◆ PROBLEM ◆
Print the records below exactly as they appear.

◆ THE DATA ◆
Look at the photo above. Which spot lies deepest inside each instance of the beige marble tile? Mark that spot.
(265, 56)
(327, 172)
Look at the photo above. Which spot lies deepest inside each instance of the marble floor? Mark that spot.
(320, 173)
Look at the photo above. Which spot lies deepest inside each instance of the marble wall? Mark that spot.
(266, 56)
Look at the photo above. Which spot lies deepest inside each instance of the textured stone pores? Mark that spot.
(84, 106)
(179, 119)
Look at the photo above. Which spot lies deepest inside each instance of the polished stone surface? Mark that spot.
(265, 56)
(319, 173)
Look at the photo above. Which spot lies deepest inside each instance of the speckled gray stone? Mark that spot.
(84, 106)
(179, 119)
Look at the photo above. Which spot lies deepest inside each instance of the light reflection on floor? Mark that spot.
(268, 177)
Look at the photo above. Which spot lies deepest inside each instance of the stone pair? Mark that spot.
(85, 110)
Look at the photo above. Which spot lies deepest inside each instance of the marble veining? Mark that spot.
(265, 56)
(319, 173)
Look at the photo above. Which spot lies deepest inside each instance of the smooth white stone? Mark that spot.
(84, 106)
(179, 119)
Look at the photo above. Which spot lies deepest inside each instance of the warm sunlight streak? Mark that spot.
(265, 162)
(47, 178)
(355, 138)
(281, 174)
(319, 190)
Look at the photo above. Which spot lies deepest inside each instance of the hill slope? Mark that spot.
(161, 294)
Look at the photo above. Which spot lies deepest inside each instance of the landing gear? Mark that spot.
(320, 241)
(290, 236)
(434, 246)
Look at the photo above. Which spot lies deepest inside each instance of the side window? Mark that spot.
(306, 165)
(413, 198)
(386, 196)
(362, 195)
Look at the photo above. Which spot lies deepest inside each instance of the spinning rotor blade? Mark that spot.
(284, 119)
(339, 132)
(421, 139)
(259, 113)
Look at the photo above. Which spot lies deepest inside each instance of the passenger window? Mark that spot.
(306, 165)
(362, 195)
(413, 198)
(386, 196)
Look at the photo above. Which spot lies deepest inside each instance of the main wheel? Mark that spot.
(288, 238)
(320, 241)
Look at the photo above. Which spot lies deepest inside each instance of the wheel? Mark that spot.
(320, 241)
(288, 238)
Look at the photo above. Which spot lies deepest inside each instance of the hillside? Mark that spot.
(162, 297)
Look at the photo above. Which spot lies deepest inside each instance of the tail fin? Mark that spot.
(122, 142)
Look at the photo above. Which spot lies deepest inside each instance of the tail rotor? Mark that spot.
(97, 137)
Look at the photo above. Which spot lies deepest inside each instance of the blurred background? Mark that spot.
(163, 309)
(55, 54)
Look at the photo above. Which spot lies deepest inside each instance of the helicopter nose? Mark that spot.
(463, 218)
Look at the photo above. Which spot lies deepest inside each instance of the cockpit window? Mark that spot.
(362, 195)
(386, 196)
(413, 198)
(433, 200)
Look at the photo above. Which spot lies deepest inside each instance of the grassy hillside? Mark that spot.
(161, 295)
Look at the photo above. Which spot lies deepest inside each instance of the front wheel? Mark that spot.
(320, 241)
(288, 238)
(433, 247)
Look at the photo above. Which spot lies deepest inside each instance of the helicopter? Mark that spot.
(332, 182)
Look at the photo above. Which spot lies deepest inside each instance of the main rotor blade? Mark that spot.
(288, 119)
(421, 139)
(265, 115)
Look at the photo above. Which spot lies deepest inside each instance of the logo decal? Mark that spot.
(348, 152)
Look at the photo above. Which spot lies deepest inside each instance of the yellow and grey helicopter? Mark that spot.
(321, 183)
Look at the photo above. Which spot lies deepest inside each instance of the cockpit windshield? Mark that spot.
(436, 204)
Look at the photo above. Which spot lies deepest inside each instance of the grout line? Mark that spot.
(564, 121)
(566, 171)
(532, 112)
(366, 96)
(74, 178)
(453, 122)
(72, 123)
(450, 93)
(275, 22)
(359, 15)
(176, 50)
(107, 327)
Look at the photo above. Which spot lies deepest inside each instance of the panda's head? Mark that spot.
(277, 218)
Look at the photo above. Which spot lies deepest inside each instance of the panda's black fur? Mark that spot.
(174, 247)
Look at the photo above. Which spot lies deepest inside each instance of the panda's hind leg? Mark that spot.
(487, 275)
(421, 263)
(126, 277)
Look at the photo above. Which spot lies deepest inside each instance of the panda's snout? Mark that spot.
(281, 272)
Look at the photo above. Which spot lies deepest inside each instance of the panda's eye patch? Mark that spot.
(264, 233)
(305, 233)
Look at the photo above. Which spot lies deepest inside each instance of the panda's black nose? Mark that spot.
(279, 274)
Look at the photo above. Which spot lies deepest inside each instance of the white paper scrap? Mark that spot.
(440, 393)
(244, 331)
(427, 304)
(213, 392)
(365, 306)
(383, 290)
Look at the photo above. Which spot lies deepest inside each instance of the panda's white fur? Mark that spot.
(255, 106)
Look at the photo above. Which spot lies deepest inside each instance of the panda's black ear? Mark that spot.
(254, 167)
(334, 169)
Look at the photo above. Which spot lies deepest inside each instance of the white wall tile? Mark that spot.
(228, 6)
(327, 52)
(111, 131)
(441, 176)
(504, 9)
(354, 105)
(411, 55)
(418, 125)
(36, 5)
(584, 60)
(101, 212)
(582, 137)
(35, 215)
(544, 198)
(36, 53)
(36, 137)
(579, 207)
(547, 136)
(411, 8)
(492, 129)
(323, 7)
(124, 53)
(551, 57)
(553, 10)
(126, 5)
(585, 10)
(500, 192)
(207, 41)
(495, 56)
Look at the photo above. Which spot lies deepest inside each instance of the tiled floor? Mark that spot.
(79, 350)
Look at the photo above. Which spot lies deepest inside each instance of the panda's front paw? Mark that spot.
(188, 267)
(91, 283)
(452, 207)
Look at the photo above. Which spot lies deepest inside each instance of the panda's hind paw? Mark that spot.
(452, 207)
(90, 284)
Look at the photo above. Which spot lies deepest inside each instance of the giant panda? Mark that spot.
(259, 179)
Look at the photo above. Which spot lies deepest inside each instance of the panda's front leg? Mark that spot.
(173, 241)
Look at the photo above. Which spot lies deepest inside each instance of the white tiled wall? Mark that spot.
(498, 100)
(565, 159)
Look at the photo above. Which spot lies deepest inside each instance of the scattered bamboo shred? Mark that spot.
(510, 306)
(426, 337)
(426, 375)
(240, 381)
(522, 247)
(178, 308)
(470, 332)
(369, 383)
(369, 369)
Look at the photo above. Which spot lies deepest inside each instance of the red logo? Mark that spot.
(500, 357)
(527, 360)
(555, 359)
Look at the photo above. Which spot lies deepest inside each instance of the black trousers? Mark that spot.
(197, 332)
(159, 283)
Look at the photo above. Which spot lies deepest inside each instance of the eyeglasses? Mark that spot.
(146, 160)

◆ RESULT OF THE EXERCISE ◆
Look at the photo above. Which spot lies deepest inside each instance of the beige marble tile? Mark that spot.
(265, 56)
(327, 172)
Look at the photo above. Which spot lies deepest inside each instance of the marble floor? Mark that spot.
(320, 173)
Look at the photo above. Which spot lies deepest inside each instance of the marble wall? Mark that spot.
(266, 56)
Look at the photo above. Which spot lies deepest inside each instance of the textured stone pores? Mark that spot.
(84, 106)
(179, 119)
Look at the photo above. Which spot lies deepest inside each instance of the polished stone surface? Mark that spot.
(265, 56)
(319, 173)
Look at the photo above. Which spot lies deepest inside each instance of the speckled gray stone? Mark that spot.
(84, 106)
(179, 119)
Look at the photo above. Which spot lies deepest inside each instance of the light reflection on floor? Mark that spot.
(268, 177)
Look at the photo above. Which spot lies deepest inside each instance of the stone pair? Mark that spot.
(85, 110)
Look at the photo above. Which spot lies deepest inside each instance of the marble veining? Mark that spot.
(265, 56)
(319, 173)
Look at the photo above. Which spot lies deepest inside each instance of the smooth white stone? Mark that spot.
(84, 106)
(179, 119)
Look at the photo above. Which spot lies deepest inside each instance of the warm sunlight streak? Mark that spot.
(265, 162)
(47, 178)
(355, 138)
(281, 174)
(319, 190)
Look at the photo above. Which spot lies deepest inside each instance of the hill slope? Mark that spot.
(161, 294)
Look at the photo above. Which spot lies deepest inside each instance of the landing gear? Mark that spot.
(320, 241)
(290, 236)
(434, 246)
Look at the photo above. Which spot lies deepest inside each instance of the side window? Mark that spot.
(306, 165)
(413, 198)
(386, 196)
(362, 195)
Look at the photo above. Which spot lies deepest inside each instance of the spinning rotor blade? Mark that spot.
(284, 119)
(339, 132)
(421, 139)
(259, 113)
Look at the photo above. Which spot lies deepest inside each instance of the passenger window? Mark that spot.
(306, 165)
(362, 195)
(413, 198)
(386, 196)
Look at the photo above. Which spot lies deepest inside each instance of the main wheel? Mark that spot.
(288, 238)
(320, 241)
Look at the photo above. Which spot lies deepest inside each instance of the wheel? Mark that spot.
(320, 241)
(288, 238)
Look at the photo above. Which spot lies deepest inside each instance of the hillside? Mark that spot.
(162, 297)
Look at the photo above. Which spot lies deepest inside each instance of the tail fin? Mark that spot.
(122, 142)
Look at the photo above. Which spot lies deepest inside each instance of the tail rotor? Mark that spot.
(97, 137)
Look at the photo above. Which spot lies deepest inside each instance of the blurred background? Mark that spot.
(163, 309)
(55, 54)
Look at the photo above. Which spot lies deepest inside each instance of the helicopter nose? Mark that spot.
(463, 218)
Look at the photo above. Which spot lies deepest inside each instance of the cockpit window? Mark that spot.
(362, 195)
(386, 196)
(413, 198)
(433, 200)
Look at the photo above. Which spot lies deepest inside each instance of the grassy hillside? Mark that spot.
(161, 295)
Look at the photo above. Which spot lies deepest inside each instance of the front wheel? Mark that spot.
(320, 241)
(288, 238)
(433, 247)
Look at the photo above. Which spot lies deepest inside each instance of the helicopter? Mark that spot.
(332, 182)
Look at the photo above. Which spot lies deepest inside each instance of the main rotor blade? Mark that spot.
(288, 119)
(421, 139)
(265, 115)
Look at the photo above. Which spot lies deepest inside each instance of the logo decal? Mark that spot.
(348, 152)
Look at the photo above. Which spot lies deepest inside each instance of the yellow and grey helicopter? Mark that spot.
(321, 183)
Look at the photo above. Which spot lies deepest inside each instance of the cockpit windshield? Mark that spot.
(436, 204)
Look at the photo above. Which spot lies deepest inside each instance of the grout line? Mark that spot.
(564, 121)
(566, 171)
(532, 112)
(366, 96)
(74, 178)
(453, 122)
(72, 123)
(450, 93)
(275, 22)
(359, 15)
(176, 50)
(107, 327)
Look at the photo above. Which spot lies deepest inside each instance of the panda's head? Mark that spot.
(277, 218)
Look at the photo above. Which spot lies deepest inside each instance of the panda's black fur? Mark that spot.
(174, 247)
Look at the photo above. Which spot lies deepest inside each instance of the panda's hind leg? Mark that spot.
(487, 275)
(421, 263)
(126, 277)
Look at the photo above. Which spot lies deepest inside each instance of the panda's snout? Mark that spot.
(281, 272)
Look at the photo above. Which spot lies deepest inside each instance of the panda's eye patch? Mark that spot.
(264, 233)
(305, 233)
Look at the photo above. Which spot lies deepest inside each instance of the panda's black nose? Mark that spot.
(279, 274)
Look at the photo above. Which spot lies deepest inside each instance of the white paper scrap? Mark that spot.
(440, 393)
(244, 331)
(427, 304)
(213, 392)
(365, 306)
(383, 290)
Look at the photo above. Which spot lies deepest inside each instance of the panda's white fur? Mark that spot.
(255, 106)
Look at the photo above. Which spot lies deepest inside each instance of the panda's black ear? Mark that spot.
(254, 167)
(334, 169)
Look at the photo above. Which spot lies deepest inside each instance of the white wall tile? Mark that spot.
(228, 6)
(327, 52)
(111, 131)
(441, 176)
(504, 9)
(354, 105)
(411, 55)
(418, 125)
(36, 5)
(584, 60)
(101, 212)
(582, 137)
(35, 215)
(544, 198)
(36, 53)
(36, 137)
(579, 207)
(547, 136)
(411, 8)
(492, 129)
(323, 7)
(124, 53)
(551, 57)
(553, 10)
(126, 5)
(585, 10)
(500, 192)
(207, 41)
(495, 56)
Look at the photo above. Which spot lies deepest inside each instance of the tiled floor? Mark that spot.
(79, 350)
Look at the photo above. Which spot lies deepest inside each instance of the panda's front paw? Mark that spot.
(188, 267)
(91, 283)
(452, 207)
Look at the photo above. Which spot lies deepest inside each instance of the panda's hind paw? Mark that spot.
(452, 207)
(90, 284)
Look at the photo above. Which spot lies deepest inside each instance of the giant panda? Mark that spot.
(259, 179)
Look at the photo above. Which spot lies deepest inside each instance of the panda's front leg? Mark that spot.
(173, 241)
Look at the photo above. Which spot lies deepest inside each instance of the white tiled wall? Mark that spot.
(498, 100)
(565, 159)
Look at the photo above. Which spot lies deepest inside each instance of the scattered bamboo shred? Mark that spot.
(510, 306)
(426, 337)
(426, 375)
(240, 381)
(522, 247)
(178, 308)
(470, 332)
(369, 383)
(369, 369)
Look at the photo above. Which spot lies deepest inside each instance of the red logo? Mark that spot.
(500, 357)
(527, 360)
(555, 359)
Look at the photo above. Which spot lies deepest inside each instance of the black trousers? Mark that spot.
(197, 332)
(159, 283)
Look at the photo above. Which spot lies deepest inside each instance of the eyeglasses? Mark that spot.
(146, 160)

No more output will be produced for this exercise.